Stored dataset items:
*-*-*
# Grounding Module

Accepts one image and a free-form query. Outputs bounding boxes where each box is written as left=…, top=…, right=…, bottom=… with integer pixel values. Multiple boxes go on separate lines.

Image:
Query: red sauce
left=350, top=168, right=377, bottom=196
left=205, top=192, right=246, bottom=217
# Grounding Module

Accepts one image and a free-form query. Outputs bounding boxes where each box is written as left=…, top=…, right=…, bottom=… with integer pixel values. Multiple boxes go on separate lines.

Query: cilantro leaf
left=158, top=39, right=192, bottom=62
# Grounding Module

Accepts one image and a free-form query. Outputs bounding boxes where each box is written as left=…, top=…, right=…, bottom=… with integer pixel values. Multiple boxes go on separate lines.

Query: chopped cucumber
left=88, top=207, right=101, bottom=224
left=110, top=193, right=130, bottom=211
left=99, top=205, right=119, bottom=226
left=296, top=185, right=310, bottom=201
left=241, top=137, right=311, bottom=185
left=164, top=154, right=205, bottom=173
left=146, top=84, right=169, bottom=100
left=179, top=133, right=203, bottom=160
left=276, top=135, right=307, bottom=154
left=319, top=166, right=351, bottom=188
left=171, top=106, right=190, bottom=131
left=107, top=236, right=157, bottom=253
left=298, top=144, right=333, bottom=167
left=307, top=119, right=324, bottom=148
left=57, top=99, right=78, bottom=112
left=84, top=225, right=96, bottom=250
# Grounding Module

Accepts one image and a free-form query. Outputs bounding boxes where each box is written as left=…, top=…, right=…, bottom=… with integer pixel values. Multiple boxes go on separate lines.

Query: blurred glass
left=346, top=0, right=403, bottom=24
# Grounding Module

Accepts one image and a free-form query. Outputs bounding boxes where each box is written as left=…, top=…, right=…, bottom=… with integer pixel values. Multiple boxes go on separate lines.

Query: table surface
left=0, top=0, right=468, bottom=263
*-*-*
_BRIEF:_
Reproduce the material from its first line through the line containing "left=158, top=39, right=192, bottom=62", both included, multiplying every bounding-box coordinate in the answers by 2.15 and rounding each result to a whole number, with halves rounded up. Leave all other text unchanged.

_TASK OUTPUT:_
# Grounding Module

Accepts one image and a free-form query. Outputs bounding boxes where each box is written as left=…, top=…, right=…, bottom=… with integer pixel values. Multiple boxes go on separate lines.

Image:
Query: red sauce
left=753, top=361, right=811, bottom=421
left=441, top=413, right=529, bottom=467
# Grounding Module

Accepts one image and a free-form query. Outputs bounding boxes where each box is written as left=…, top=…, right=…, bottom=… with integer pixel values. Multiple boxes go on separate lines.

Query: cilantro leaf
left=340, top=84, right=413, bottom=133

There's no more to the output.